- EXERCISE INSTRUCTIONS
Please reproduce each line of the data below as it stands.

- Segmentation mask data
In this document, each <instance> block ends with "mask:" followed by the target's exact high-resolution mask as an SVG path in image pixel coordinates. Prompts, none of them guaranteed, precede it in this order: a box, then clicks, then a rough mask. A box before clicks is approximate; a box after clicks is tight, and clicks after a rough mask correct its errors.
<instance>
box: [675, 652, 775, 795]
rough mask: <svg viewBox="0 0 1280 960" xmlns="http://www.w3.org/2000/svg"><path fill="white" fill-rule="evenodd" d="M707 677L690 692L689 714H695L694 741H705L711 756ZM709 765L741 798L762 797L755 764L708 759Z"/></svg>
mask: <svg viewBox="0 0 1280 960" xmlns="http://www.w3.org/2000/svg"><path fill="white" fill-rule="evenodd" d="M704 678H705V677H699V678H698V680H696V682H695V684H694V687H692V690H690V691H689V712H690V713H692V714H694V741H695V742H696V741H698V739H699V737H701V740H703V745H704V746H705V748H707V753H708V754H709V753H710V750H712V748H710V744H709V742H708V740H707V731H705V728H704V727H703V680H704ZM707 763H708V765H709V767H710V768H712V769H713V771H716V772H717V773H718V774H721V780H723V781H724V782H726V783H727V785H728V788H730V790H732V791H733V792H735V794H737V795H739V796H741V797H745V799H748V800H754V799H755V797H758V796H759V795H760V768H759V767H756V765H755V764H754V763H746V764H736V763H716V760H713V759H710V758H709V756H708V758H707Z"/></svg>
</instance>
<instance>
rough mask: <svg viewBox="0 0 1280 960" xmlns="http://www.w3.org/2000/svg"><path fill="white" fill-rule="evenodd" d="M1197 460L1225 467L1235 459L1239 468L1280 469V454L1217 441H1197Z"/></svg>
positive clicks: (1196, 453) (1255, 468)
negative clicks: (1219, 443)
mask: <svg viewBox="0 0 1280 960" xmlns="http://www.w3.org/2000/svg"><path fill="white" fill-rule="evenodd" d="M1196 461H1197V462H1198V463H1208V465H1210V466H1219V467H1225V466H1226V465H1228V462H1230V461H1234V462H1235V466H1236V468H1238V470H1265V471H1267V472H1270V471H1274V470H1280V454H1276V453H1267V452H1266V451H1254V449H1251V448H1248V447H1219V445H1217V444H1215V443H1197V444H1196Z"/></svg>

- YOUR SOLUTION
In this document, each <instance> block ends with "mask:" followed by the target's exact high-resolution mask as an SVG path in image pixel coordinates. Prompts, none of them guaranteed, precede it in this order: a box, then clicks, then a rough mask. A box before clicks is approximate; a box after clicks is tight, and clicks after a rough mask correct its errors.
<instance>
box: [675, 652, 775, 795]
rough mask: <svg viewBox="0 0 1280 960" xmlns="http://www.w3.org/2000/svg"><path fill="white" fill-rule="evenodd" d="M707 677L690 692L689 714H695L694 741H705L711 756ZM709 765L741 798L762 797L755 764L708 759Z"/></svg>
mask: <svg viewBox="0 0 1280 960" xmlns="http://www.w3.org/2000/svg"><path fill="white" fill-rule="evenodd" d="M704 678H705V677H699V678H698V680H696V682H695V684H694V687H692V690H690V691H689V712H690V713H692V714H694V741H695V742H696V741H698V739H699V737H701V740H703V745H704V746H705V748H707V753H708V754H709V753H710V750H712V748H710V744H709V742H708V740H707V731H705V728H704V727H703V680H704ZM707 763H708V765H709V767H710V768H712V769H713V771H716V772H717V773H718V774H721V780H723V781H724V782H726V783H727V785H728V788H730V790H732V791H733V792H735V794H737V795H739V796H741V797H745V799H748V800H754V799H755V797H758V796H759V795H760V768H759V767H756V765H755V764H754V763H746V764H736V763H716V760H713V759H710V758H709V756H708V758H707Z"/></svg>
</instance>
<instance>
rough mask: <svg viewBox="0 0 1280 960" xmlns="http://www.w3.org/2000/svg"><path fill="white" fill-rule="evenodd" d="M1197 460L1225 467L1235 459L1239 468L1280 469V454L1217 441H1197Z"/></svg>
positive clicks: (1196, 453) (1255, 468)
negative clicks: (1219, 443)
mask: <svg viewBox="0 0 1280 960" xmlns="http://www.w3.org/2000/svg"><path fill="white" fill-rule="evenodd" d="M1196 461H1197V462H1198V463H1208V465H1210V466H1219V467H1225V466H1226V465H1228V462H1230V461H1234V462H1235V466H1236V468H1238V470H1265V471H1267V472H1270V471H1274V470H1280V454H1276V453H1267V452H1266V451H1254V449H1251V448H1248V447H1219V445H1217V444H1215V443H1197V444H1196Z"/></svg>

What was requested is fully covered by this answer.